-------- Excerpt provided --------

Mechanical and electromechanical systems such as circuit breakers in many cases, require a lateral motion applied to an operating mechanism to operate the circuit breaker contacts. In many conditions, it is desirable to derive this lateral motion from an input rotary motion.

In the case of circuit breaker 2, the mechanism for converting the rotary input motion to a lateral output motion must meet several other conditions. For example, it may be required that after the rotary handle is moved, that it be brought back to some initial position.

In many cases, it may be necessary that the rotary handle be movable over a distance of ninety degrees or more so as to achieve a large mechanical advantage over the laterally movable operating yoke which is to be moved. Furthermore, the mechanism should be such that the rotary motion in one plane can give rise to a lateral motion in either the same plane or a plane at right angles thereto.

A further requirement which is met by my novel mech anism is that the trip latch of the circuit breaker can be operated responsive to the manual operation of the breaker to the off position, thus following the precedent of many large power circuit breakers.

The primary object of my invention is to provide a novel mechanism for converting a rotary input motion into an output lateral motion.

-------- Data --------

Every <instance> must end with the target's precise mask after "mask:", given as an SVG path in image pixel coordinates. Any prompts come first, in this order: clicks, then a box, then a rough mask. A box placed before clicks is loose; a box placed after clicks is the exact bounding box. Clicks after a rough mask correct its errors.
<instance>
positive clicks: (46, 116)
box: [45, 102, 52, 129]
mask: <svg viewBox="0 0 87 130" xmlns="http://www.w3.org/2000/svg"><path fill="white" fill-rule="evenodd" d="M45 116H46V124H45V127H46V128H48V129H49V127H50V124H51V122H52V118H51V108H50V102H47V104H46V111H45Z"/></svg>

--------

Extend the excerpt on converting a circuit breaker's rotary handle motion into lateral motion, starting after its final sentence.

→ Response area
A further object of my invention is to provide a novel rotary operating mechanism for operating a laterally movable mechanism which is simple, reliable and relatively inexpensive.

Another object of my invention is to provide a novel rotary handle operating mechanism which can be adapted to replace the laterally movable handle operating mechanism.

A still further object of my invention is to provide a novel rotary operating mechanism which trips a circuit breaker trip latch when manually moved to an ofi position.

Another object of my invention is to provide a novel rotary operating mechanism for circuit breakers in which the handle is automatically returned to a predetermined position after its operation.

These and other objects of my invention will become apparent from the following description when taken in conjunction with the drawings in which:

FIGURE 1 shows a top view of a multiphase circuit breaker equipped with my novel rotary operating mechanism.

FIGURE 2 shows a side view of the laterally movable operating toggle mechanism of FIGURE 1 where the breaker is in the off position.

FIGURE 3 shows a side cross-sectional view of one phase of the breaker of FIGURE 1 when in the on operation.

FIGURE 4 shows a top view of the assembled handle mechanism of FIGURES 5 and 6.

FIGURE 5 shows an exploded perspective view of my novel rotary operating mechanism.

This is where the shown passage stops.